[[ Provided entries open ]]
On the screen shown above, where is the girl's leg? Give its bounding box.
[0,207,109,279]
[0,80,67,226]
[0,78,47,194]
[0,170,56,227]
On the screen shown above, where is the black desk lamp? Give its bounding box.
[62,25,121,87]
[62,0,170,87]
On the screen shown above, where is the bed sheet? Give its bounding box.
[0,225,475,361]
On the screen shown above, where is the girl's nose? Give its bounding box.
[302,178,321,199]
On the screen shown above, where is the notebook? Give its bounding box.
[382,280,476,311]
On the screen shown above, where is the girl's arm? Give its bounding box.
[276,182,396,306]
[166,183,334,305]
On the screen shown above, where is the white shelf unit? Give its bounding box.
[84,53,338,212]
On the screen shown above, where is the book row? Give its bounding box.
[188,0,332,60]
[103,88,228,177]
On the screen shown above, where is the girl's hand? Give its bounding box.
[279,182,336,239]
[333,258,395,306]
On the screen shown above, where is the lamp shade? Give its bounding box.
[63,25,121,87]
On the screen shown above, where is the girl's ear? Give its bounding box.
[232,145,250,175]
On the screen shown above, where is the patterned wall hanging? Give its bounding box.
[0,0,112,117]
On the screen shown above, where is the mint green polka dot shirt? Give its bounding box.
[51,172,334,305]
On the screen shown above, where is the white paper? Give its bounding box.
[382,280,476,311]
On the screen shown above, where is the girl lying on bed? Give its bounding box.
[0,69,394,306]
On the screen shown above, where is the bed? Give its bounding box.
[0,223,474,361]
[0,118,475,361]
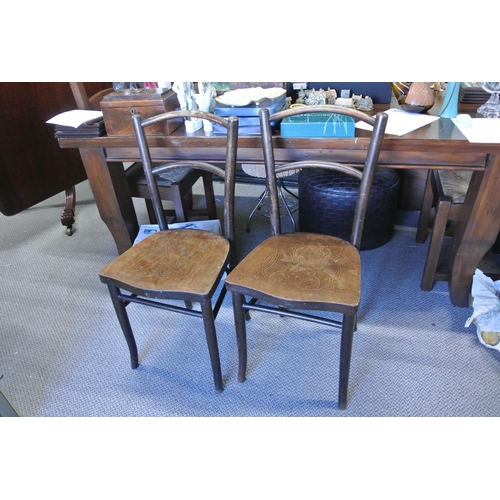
[[ Provided entries closed ]]
*Assigned task*
Copy out the preceding entries without a single change, leaving out the pictures.

*Exercise solution*
On the screen shown above, where is the girl's leg? Give its bounding box.
[0,207,109,279]
[0,80,67,226]
[0,78,47,194]
[0,170,56,227]
On the screen shown above, where is the black desk lamp? Give its bounding box.
[62,25,121,87]
[62,0,170,87]
On the screen shown above, where is the bed sheet? Give its bounding box.
[0,225,475,361]
On the screen shown above, where is the girl's nose? Give its bounding box.
[302,178,321,199]
On the screen shown above, where is the notebook? Give its bounding box.
[382,280,476,311]
On the screen shown above, where is the girl's arm? Give its bounding box.
[276,182,396,306]
[166,183,334,305]
On the screen shown above, where is the white shelf unit? Give its bounding box.
[84,53,338,212]
On the screen shown above, where is the book row? Give its bounding box.
[188,0,332,60]
[103,88,228,177]
On the screen shown above, where is the girl's hand? Give its bounding box.
[279,182,336,239]
[333,258,395,306]
On the screen shown above, where is the lamp shade? Give its bounding box.
[63,25,121,87]
On the screen shown above, where is the girl's ear? Give its bounding box.
[232,145,250,175]
On the screen shown above, where is the patterned wall hanging? Give its bounding box.
[0,0,112,117]
On the screen shown above, where is the mint green polka dot shirt? Give its bounding box.
[51,172,334,305]
On the screen shown above, where is the white paper? Give its bounding box.
[382,280,476,311]
On the screen shown above, where is the girl lying on bed? Give its bounding box.
[0,69,394,306]
On the screen shown above, where is the bed? Give its bounding box.
[0,223,474,361]
[0,118,475,361]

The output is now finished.